Goal of the exercise
Please pull out every line in the entries below that contains the word "above" and copy each one. Matching is case-sensitive.

--- start Dataset extract ---

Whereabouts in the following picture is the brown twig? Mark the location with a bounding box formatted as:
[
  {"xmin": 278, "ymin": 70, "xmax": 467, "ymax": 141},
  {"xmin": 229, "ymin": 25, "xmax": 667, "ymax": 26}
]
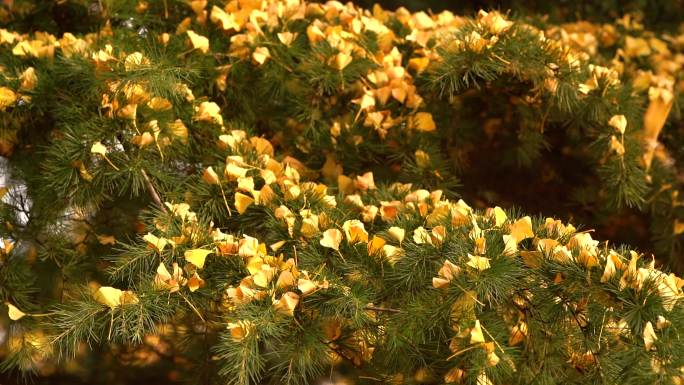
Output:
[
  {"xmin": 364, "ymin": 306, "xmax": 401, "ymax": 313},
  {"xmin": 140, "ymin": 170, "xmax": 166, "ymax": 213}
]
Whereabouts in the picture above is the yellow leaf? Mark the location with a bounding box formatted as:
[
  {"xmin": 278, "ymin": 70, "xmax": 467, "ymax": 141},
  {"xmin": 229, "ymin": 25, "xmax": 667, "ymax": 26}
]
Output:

--- end Dataset extract ---
--- start Dataset extract ---

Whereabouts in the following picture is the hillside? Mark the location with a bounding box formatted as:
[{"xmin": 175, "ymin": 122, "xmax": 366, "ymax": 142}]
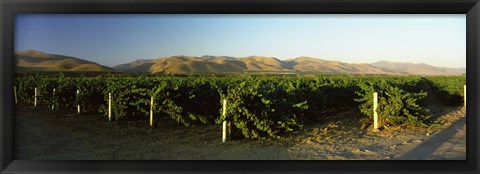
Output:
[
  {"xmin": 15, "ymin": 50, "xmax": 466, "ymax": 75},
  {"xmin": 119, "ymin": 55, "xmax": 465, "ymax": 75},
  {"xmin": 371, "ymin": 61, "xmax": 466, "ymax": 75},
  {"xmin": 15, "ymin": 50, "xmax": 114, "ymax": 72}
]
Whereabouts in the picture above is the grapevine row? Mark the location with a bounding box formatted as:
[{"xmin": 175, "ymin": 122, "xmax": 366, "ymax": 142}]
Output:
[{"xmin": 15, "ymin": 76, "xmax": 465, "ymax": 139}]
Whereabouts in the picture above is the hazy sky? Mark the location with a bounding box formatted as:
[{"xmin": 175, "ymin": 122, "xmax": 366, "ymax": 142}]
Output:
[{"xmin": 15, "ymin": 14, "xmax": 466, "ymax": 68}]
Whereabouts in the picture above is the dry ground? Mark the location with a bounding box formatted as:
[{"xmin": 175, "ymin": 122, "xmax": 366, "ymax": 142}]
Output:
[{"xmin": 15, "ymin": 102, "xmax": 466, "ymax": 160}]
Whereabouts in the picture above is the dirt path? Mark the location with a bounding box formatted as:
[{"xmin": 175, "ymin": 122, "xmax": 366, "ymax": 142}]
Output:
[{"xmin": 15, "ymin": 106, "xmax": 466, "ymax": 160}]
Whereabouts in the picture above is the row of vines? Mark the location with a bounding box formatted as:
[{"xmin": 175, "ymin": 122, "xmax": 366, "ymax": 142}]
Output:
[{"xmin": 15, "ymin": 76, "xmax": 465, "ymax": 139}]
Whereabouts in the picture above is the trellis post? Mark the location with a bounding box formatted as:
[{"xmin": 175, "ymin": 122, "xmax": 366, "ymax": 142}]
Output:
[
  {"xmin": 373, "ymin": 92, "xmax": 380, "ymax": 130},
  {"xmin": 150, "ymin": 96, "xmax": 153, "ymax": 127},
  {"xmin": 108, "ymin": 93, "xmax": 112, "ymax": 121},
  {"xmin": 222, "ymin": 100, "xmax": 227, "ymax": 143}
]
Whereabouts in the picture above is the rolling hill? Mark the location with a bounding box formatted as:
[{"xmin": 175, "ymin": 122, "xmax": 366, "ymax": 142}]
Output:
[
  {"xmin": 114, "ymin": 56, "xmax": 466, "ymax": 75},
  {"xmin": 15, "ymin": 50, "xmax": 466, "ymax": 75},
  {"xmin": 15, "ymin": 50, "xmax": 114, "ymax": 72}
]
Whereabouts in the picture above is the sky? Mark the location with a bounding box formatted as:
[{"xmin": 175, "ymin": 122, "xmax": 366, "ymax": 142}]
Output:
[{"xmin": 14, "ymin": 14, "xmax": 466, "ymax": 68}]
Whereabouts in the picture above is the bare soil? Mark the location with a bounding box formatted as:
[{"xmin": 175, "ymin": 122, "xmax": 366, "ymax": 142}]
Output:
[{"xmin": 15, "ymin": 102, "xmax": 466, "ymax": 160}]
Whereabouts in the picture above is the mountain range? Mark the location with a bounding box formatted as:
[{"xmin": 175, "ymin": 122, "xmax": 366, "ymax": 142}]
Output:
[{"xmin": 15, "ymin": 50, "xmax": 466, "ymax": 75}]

--- end Dataset extract ---

Expected answer
Whereabouts in the picture above is the yellow leaf? Mark the location with a bounding box formatted as:
Whereabouts in the picture above is the grapevine row? Mark the location with a bounding box formatted as:
Whereabouts in the picture above is the hazy sky? Mark the location with a bounding box formatted as:
Whereabouts in the picture above is the dry ground? Mark the location with a bounding box formatted as:
Whereabouts in the picture above is the dirt path? Mark the location with a bounding box formatted as:
Whereabouts in the picture above is the row of vines? Mark the location with a bounding box formatted as:
Whereabouts in the picture above is the trellis post? Mark the location with a bounding box formatted as:
Whereabouts in the picture above is the rolling hill? Mark the location with a bounding box formatted as:
Whereabouts in the picture above is the sky? Mark the location with a bounding box formatted as:
Whereabouts in the picture above is the bare soil? Mark the location with a bounding box formatted as:
Whereabouts in the picture above is the mountain range? Mark the location with a bounding box formatted as:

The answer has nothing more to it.